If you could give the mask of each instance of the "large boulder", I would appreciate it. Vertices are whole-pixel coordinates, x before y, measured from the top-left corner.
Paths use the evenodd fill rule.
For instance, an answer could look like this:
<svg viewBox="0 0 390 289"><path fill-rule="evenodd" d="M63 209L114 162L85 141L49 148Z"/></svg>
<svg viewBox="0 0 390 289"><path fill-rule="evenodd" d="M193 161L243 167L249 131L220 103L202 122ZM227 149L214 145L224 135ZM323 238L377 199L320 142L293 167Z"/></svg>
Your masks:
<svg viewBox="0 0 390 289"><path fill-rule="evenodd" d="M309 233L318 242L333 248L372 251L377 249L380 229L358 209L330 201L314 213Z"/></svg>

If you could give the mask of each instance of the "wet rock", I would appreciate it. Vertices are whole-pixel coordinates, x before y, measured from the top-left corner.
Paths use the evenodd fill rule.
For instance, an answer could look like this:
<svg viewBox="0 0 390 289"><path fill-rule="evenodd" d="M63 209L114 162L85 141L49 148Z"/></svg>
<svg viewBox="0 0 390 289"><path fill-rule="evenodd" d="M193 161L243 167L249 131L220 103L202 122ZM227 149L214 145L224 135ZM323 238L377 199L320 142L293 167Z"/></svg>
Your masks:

-- -- --

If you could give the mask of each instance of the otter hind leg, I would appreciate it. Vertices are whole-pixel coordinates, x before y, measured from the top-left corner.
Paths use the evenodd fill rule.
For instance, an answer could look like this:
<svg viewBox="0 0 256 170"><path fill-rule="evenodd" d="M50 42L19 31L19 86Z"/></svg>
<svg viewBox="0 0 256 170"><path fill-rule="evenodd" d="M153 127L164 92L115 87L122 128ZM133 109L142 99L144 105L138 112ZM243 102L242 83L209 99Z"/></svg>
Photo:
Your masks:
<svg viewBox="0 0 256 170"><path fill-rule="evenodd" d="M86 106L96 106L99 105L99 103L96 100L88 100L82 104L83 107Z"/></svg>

-- -- --

- **What is needed**:
Provide, as a JSON list of strings with one string per line and blank lines omitted, the lines of the records beginning with the line that contains "of the otter" and ending with the line that contains "106L96 106L99 105L99", both included.

- **The reply**:
[
  "If you could give the mask of each instance of the otter hind leg, I would appreciate it. Vertices are whole-pixel coordinates, x before y, measured from the top-left corner.",
  "Paths use the evenodd fill rule.",
  "For instance, an answer could look like this:",
  "<svg viewBox=\"0 0 256 170\"><path fill-rule=\"evenodd\" d=\"M50 42L19 31L19 86Z\"/></svg>",
  "<svg viewBox=\"0 0 256 170\"><path fill-rule=\"evenodd\" d=\"M153 127L164 92L115 87L122 128ZM133 109L142 99L144 105L138 112ZM243 102L242 83L209 99Z\"/></svg>",
  "Photo:",
  "Your masks:",
  "<svg viewBox=\"0 0 256 170\"><path fill-rule=\"evenodd\" d=\"M86 106L96 106L99 105L99 103L96 100L88 100L82 104L83 107Z\"/></svg>"
]